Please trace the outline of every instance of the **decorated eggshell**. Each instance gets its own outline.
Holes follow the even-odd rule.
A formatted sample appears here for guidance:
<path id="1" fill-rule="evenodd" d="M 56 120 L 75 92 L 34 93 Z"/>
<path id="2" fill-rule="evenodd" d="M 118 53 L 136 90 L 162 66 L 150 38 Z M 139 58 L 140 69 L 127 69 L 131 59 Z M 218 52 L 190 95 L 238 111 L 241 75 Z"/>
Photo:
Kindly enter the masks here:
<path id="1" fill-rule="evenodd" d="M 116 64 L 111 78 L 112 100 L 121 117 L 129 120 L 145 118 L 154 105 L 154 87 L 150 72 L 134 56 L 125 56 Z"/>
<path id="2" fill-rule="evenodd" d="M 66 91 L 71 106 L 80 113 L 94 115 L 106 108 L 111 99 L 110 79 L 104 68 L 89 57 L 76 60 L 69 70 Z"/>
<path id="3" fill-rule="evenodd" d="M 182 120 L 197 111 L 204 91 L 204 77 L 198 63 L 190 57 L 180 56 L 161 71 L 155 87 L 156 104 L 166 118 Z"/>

□ □ □ □

● OBJECTIVE
Put the lines into a JSON list of strings, one string per line and no blank lines, starting with the first line of the entries and going on through the line with "116 64 L 111".

● SOLUTION
[
  "Please trace the outline of every instance of the **decorated eggshell**. Each instance gets its own outline.",
  "Holes follow the even-odd rule.",
  "A formatted sample appears here for guidance:",
  "<path id=\"1\" fill-rule=\"evenodd\" d=\"M 56 120 L 75 92 L 34 93 Z\"/>",
  "<path id=\"2\" fill-rule=\"evenodd\" d=\"M 118 53 L 136 90 L 162 66 L 150 38 Z M 139 58 L 140 69 L 127 69 L 131 59 Z M 218 52 L 190 95 L 238 111 L 241 75 Z\"/>",
  "Photo:",
  "Kindly enter the masks here:",
  "<path id=\"1\" fill-rule=\"evenodd\" d=\"M 116 64 L 111 78 L 112 100 L 121 117 L 129 120 L 145 118 L 154 105 L 154 87 L 150 72 L 134 56 L 125 56 Z\"/>"
]